Dataset entries

----

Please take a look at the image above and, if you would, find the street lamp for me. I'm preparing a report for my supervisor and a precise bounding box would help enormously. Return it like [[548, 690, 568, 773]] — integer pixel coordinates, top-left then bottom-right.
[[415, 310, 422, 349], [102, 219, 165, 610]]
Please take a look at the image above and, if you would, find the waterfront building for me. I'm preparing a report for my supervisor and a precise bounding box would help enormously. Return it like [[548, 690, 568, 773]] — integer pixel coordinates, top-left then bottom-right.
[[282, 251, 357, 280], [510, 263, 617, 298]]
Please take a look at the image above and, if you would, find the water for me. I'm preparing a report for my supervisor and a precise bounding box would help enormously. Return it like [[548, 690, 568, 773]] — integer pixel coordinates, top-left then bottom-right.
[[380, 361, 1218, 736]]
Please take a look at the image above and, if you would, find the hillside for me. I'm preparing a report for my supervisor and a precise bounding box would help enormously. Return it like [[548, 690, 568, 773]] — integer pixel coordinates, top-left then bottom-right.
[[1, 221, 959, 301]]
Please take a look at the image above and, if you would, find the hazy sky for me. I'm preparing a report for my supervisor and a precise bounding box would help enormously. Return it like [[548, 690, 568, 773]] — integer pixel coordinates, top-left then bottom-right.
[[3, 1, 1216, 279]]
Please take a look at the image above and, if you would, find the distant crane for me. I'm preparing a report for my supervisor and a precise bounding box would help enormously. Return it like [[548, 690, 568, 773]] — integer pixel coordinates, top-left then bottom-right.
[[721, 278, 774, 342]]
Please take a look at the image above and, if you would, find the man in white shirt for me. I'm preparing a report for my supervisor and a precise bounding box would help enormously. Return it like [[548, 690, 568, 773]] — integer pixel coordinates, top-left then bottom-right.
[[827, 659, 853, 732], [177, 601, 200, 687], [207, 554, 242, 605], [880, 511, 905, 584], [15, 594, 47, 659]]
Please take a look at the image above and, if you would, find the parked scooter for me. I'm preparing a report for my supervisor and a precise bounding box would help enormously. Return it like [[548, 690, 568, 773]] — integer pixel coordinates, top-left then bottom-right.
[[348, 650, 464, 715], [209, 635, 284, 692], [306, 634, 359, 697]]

----

▶ **Task brief**:
For this exercise, output the records in full, exactly.

▶ **Response**:
Please take a look at the image above and, if you would, find the street lamp for me. I'm preparing a report for my supervisor and a precise bounding box would help enormously. Return it like [[548, 690, 568, 773]] — integer pixel coordinates, top-left then bottom-right.
[[415, 310, 422, 349], [102, 219, 165, 610]]
Please take a look at the image above and, if you would, find the waterfront building for me. I'm preparing a report for my supervisor and a precise bounding box would help enormously. Return it like [[548, 690, 568, 773]] — integer pixel coordinates, top-left then bottom-right.
[[282, 251, 357, 280], [510, 263, 617, 298]]
Please take a look at the image above and, if you would, find the water for me. I'm preparing a report for my supervisor and a precise bounding box would help enormously. Return it like [[548, 690, 568, 773]] — integer pixel coordinates, top-left then bottom-right.
[[380, 361, 1218, 736]]
Please take a look at the image above and, if you would, find the hillside for me. I'm preparing a report for my supervisor and a precise bounding box would help enormously. Return it like [[548, 690, 568, 773]] — integer pixel coordinates, top-left then bottom-right.
[[1, 221, 959, 301]]
Please take a look at the image above and, if you would, find the hazy sky for me. I'm preparing a report for my supervisor and a precise bounding box would help enormously. Return it like [[548, 690, 568, 773]] — integer pixel coordinates, top-left then bottom-right.
[[3, 1, 1216, 279]]
Please take a look at the image above and, if you would, find the distant crane for me. I'm preparing a report for my supervisor and a precise bounding box would help enormously. Return it like [[548, 690, 568, 773]] — integer pixel coordinates, top-left then bottom-right.
[[721, 278, 774, 342]]
Please take a look at the image above and, if you would, find the man in white shirt for me. I'm preparing a report for my supervisor and a precise bounding box would help enormously. Return it like [[548, 690, 568, 773]] — integer pixel coordinates, top-left then bottom-right.
[[827, 659, 853, 732], [177, 601, 200, 687], [207, 554, 242, 605], [880, 511, 905, 584], [15, 594, 47, 659]]
Please take a look at the image above and, if you would, find the parked scooter for me. I'm preparing a report for my supervisor and a precise bounding box would help enormously. Return it like [[548, 690, 568, 773]] — integer pixel coordinates, top-left then bottom-right.
[[348, 650, 464, 715], [209, 635, 284, 692], [306, 634, 359, 697]]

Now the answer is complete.